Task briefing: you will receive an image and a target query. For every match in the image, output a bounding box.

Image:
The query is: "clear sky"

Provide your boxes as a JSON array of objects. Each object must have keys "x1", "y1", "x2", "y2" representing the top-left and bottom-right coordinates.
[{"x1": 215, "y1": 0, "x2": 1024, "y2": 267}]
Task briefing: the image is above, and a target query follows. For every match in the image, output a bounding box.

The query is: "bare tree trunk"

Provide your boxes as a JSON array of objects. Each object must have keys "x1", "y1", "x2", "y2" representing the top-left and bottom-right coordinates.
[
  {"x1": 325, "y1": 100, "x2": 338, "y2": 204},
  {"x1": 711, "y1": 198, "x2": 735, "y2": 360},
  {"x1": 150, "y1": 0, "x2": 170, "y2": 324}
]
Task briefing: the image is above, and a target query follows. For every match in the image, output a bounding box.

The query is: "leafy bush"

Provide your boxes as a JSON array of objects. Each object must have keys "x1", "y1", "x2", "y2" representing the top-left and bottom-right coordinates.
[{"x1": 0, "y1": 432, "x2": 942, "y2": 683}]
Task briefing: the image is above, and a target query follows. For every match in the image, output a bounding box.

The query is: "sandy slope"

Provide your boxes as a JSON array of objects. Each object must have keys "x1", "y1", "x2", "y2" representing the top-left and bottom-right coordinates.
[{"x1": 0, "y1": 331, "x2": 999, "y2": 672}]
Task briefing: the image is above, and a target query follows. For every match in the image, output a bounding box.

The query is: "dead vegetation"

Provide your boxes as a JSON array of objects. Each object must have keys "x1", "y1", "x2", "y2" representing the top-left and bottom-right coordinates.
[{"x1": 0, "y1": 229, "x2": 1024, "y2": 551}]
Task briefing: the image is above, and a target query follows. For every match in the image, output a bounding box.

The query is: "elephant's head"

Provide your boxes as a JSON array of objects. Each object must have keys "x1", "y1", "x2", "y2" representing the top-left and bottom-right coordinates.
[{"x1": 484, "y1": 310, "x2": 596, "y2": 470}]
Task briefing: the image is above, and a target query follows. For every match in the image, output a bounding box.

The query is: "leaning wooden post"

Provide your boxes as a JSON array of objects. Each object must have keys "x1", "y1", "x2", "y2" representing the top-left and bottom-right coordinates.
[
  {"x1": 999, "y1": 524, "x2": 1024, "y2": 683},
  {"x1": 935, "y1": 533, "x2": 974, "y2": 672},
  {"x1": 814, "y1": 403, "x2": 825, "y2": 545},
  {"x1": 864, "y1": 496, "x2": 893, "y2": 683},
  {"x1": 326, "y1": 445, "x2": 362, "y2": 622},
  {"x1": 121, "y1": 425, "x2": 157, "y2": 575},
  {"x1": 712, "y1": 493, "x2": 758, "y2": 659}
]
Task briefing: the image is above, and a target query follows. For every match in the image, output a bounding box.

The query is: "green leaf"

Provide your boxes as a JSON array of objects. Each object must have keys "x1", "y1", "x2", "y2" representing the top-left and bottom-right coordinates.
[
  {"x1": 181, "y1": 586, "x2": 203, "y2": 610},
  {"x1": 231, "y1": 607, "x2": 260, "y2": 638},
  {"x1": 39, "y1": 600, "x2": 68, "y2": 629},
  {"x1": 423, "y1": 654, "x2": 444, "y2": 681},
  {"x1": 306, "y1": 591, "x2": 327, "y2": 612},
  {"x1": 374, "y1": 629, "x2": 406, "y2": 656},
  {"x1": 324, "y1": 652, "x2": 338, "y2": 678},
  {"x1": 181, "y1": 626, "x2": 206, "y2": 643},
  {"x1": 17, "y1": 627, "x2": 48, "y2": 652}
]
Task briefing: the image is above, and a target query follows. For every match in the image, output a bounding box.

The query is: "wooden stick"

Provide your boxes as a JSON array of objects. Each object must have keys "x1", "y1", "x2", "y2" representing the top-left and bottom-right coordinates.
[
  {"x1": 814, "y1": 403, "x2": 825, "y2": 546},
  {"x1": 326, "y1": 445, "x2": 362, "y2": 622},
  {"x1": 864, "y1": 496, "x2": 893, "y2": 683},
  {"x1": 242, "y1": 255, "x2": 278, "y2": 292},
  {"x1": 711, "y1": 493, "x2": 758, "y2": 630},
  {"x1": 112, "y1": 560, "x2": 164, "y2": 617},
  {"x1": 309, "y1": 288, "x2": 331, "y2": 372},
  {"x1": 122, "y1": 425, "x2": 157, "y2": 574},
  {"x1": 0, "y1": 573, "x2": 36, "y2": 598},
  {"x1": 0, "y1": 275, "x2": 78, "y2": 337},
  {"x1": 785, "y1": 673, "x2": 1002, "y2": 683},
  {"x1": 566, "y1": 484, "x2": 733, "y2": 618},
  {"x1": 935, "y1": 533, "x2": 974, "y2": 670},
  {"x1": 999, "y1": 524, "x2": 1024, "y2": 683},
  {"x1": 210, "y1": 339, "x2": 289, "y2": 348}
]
****************************************
## GIVEN INSTRUCTION
The records above should all be quoted exactly, please.

## COMPLETE RESPONSE
Task briefing: you will receive an image and a target query. For every match in the image, output a bounding box.

Image:
The query is: "clear sky"

Provide your boxes as a JSON array of objects. Each object must have keys "x1", "y1", "x2", "y2" representing the top-left and bottom-right coordinates.
[{"x1": 215, "y1": 0, "x2": 1024, "y2": 267}]
Task briefing: the image is above, and a target query follows. For every match in the image, output a bounding box.

The query is: "bare tree trunk"

Provide your boxes as a JSON array of objects. Each object must have keys "x1", "y1", "x2", "y2" representing the top-left and bottom-right coordinates.
[
  {"x1": 325, "y1": 100, "x2": 338, "y2": 204},
  {"x1": 711, "y1": 198, "x2": 735, "y2": 360},
  {"x1": 150, "y1": 0, "x2": 170, "y2": 324}
]
Task briefing: the image is above, and a target query follows. For every match in the image, output a bounding box.

The query is: "leafy bush"

Provide your boxes as a JSON array of objects. Each object must have keys "x1", "y1", "x2", "y2" representing the top-left and bottom-right coordinates.
[{"x1": 0, "y1": 432, "x2": 942, "y2": 683}]
Task briefing: the image is above, and a target query follows. For every match in the image, output a bounding box.

The query is: "sandy slope"

Provide your boxes as a JSON array of objects. Each object must have keys "x1", "y1", "x2", "y2" representing the top-left and bottom-right coordinates.
[{"x1": 0, "y1": 331, "x2": 999, "y2": 672}]
Task briefing: the image is above, and a target query follows. For every match in the image, output a bounding box.

The query is: "dead vegetation"

Provide your boxes as a JSON array of objects. Each object must have keys "x1", "y1", "x2", "y2" representing the top-left and bottom-right coordinates.
[{"x1": 0, "y1": 229, "x2": 1024, "y2": 551}]
Task briefing: the image is above, and a target query follows. For every match in the image, output a bounding box.

The query is: "elephant's head"

Provide your boxes as a JSON array of objects. Each object must have keys "x1", "y1", "x2", "y2" representing the top-left and bottom-right coordinates.
[{"x1": 484, "y1": 310, "x2": 596, "y2": 470}]
Task briefing: the image is above, and a target query follows. For every match in the image, output a bounding box.

The query is: "leaning wooden post"

Provide your boxes as a JSON array of objects. Each object must have keys "x1", "y1", "x2", "y2" representing the top-left and bottom-right coordinates.
[
  {"x1": 999, "y1": 524, "x2": 1024, "y2": 683},
  {"x1": 935, "y1": 533, "x2": 974, "y2": 672},
  {"x1": 814, "y1": 403, "x2": 825, "y2": 545},
  {"x1": 864, "y1": 496, "x2": 893, "y2": 683},
  {"x1": 326, "y1": 445, "x2": 362, "y2": 622},
  {"x1": 121, "y1": 425, "x2": 157, "y2": 575},
  {"x1": 712, "y1": 493, "x2": 758, "y2": 659}
]
Task briefing: the image is above, and a target query follows. For every match in the image, output a bounding box.

The query is: "green leaf"

Provide your boxes as a JSON array of objects. Each object must have keys "x1", "y1", "x2", "y2" representing the top-left and bottom-right coordinates.
[
  {"x1": 181, "y1": 586, "x2": 203, "y2": 610},
  {"x1": 231, "y1": 607, "x2": 260, "y2": 638},
  {"x1": 39, "y1": 600, "x2": 68, "y2": 629},
  {"x1": 423, "y1": 654, "x2": 444, "y2": 681},
  {"x1": 306, "y1": 591, "x2": 327, "y2": 612},
  {"x1": 374, "y1": 629, "x2": 406, "y2": 656},
  {"x1": 324, "y1": 652, "x2": 338, "y2": 678},
  {"x1": 181, "y1": 626, "x2": 206, "y2": 643},
  {"x1": 17, "y1": 627, "x2": 48, "y2": 652}
]
Task briefing: the image is above, and a target query follows. For every match in the image, output a bounding box.

The query is: "wooden stick"

Provide your boxes as a JSON array of objects. Each object must have keys "x1", "y1", "x2", "y2" representing the top-left and bottom-right coordinates.
[
  {"x1": 814, "y1": 403, "x2": 825, "y2": 546},
  {"x1": 326, "y1": 445, "x2": 362, "y2": 622},
  {"x1": 864, "y1": 496, "x2": 893, "y2": 683},
  {"x1": 242, "y1": 255, "x2": 278, "y2": 292},
  {"x1": 711, "y1": 493, "x2": 758, "y2": 630},
  {"x1": 112, "y1": 560, "x2": 164, "y2": 617},
  {"x1": 309, "y1": 288, "x2": 331, "y2": 372},
  {"x1": 122, "y1": 425, "x2": 157, "y2": 574},
  {"x1": 0, "y1": 573, "x2": 36, "y2": 598},
  {"x1": 0, "y1": 275, "x2": 78, "y2": 337},
  {"x1": 785, "y1": 673, "x2": 1002, "y2": 683},
  {"x1": 566, "y1": 484, "x2": 733, "y2": 618},
  {"x1": 935, "y1": 533, "x2": 974, "y2": 670},
  {"x1": 999, "y1": 524, "x2": 1024, "y2": 683},
  {"x1": 210, "y1": 339, "x2": 289, "y2": 348}
]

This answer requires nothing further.